§ **COMPLETE THE FOLLOWING**:
[1] Using the article on the MedPAC proposal, please answer these questions:
(a) Which commission will vote next week on policy proposals for changing Medicare Part B?
(b) Which fee schedule contained the payment cut that Part B physicians already faced?
(c) How many new medicines for serious or life-threatening illnesses have been awarded accelerated approval since its inception?
[2] Write the next part of the article on the MedPAC proposal, picking up after its final line.

§ **PAGE EXCERPT**:
MedPAC proposal threatens access to medicines in Part B
Here are three reasons why MedPAC should vote no on this proposal.
Here are three reasons why MedPAC should vote no on this proposal.
Next week, the Medicare Payment Advisory Commission (MedPAC) will vote on a number of policy proposals for changing Medicare Part B. One of the proposals would recommend that Congress adjust the payment for Part B medicines with accelerated approval, including medicines for serious and life-threatening diseases like cancers, rare diseases and HIV. This could compromise patient access to medicines, which is the opposite of what accelerated approval is designed to do. Here are three reasons why MedPAC should vote no on this proposal.
1. Puts seniors’ access to medicines at risk.
Physicians who administer Part B medicines rely on being reimbursed under Medicare at an adequate rate to cover the cost of the medicines and also the cost of storing them, shipping them to their offices and the ongoing patient monitoring that goes with treating patients with complex conditions.
Part B physicians already faced a payment cut as part of the 2023 Physician Fee Schedule that is threatening their financial stability, and the proposal MedPAC is considering would add to this pressure. The proposal could cut payment for accelerated approval medicines, making it difficult for physicians to afford to administer them.
Policies impacting physician reimbursement, like MedPAC’s proposal, often have a disproportionate impact on smaller and rural communities, where independent practices struggle to keep their doors open as it is, given smaller patient populations. If physicians can’t afford to administer a medicine, then they won’t and that means their patients won’t have access to them either.
Since its inception, over 250 new medicines to treat serious or life-threatening illnesses have been awarded accelerated approval — medicines that patients may no longer have access to through Part B.
2. Based on misconceptions about the successful accelerated approval pathway.

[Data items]
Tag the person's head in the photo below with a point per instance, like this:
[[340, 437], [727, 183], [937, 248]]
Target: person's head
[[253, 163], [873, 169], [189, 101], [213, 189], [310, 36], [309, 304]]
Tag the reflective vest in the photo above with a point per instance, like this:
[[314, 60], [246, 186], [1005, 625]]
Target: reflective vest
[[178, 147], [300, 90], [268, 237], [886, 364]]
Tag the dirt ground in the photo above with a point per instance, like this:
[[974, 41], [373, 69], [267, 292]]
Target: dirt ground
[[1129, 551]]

§ **ANSWERS BY ITEM**:
[1]
(a) The Medicare Payment Advisory Commission (MedPAC)
(b) The 2023 Physician Fee Schedule
(c) Over 250

[2]
Accelerated approval has helped speed the availability of treatments for patients with serious or life-threatening diseases with significant unmet medical need while adhering to the same safety and effectiveness standards as traditionally approved medicines. The U.S. Food and Drug Administration (FDA) requires manufacturers of accelerated approval products to conduct confirmatory studies to verify the anticipated clinical benefit, and FDA can use expedited procedures to withdraw a product or indication with accelerated approval based on several reasons, including if confirmatory studies fail to verify the predicted clinical benefit. Because a confirmatory trial may take longer than originally planned for various operational reasons including patient enrollment challenges, FDA can and does provide flexibility for manufacturers by revising and extending enrollment milestones for pending confirmatory trials when necessary.
Despite claims to the contrary, the vast majority of the required confirmatory trials are on schedule. Additionally, Congress in 2022 passed the Food and Drug Omnibus Reform Act to give the FDA additional authority regarding initiation and completion of these confirmatory trials and to further refine the expedited procedures for withdrawal of accelerated approval.
3. Potentially delays patients’ access to new medicines.
If manufacturers know in advance that reimbursement for a medicine is going to be artificially cut simply based on the use of accelerated approval, they are less likely to seek it. Instead, manufacturers are more likely to seek traditional approval, which takes on average 3.2 years longer than accelerated approval, taking precious time away from patients who have no other options and otherwise might receive earlier access to a product to address an unmet medical need under accelerated approval. One analysis looked at five medicines with accelerated approval and found their approval resulted in thousands or even millions of patients gaining earlier access with significant clinical benefits. MedPAC’s proposal threatens to undo this progress and delay patients’ access to new medicines.
When you consider that Part B medicines make up less than 5% of total government Medicare spending, prices for Part B medicines have grown more slowly than medical inflation and spending on medicines remains a small, stable share of Part B spending as a whole, this proposal seems to be a solution without a problem that could cause a lot of unintended damage. MedPAC should vote no on this proposal and protect seniors’ access to medicines in Part B.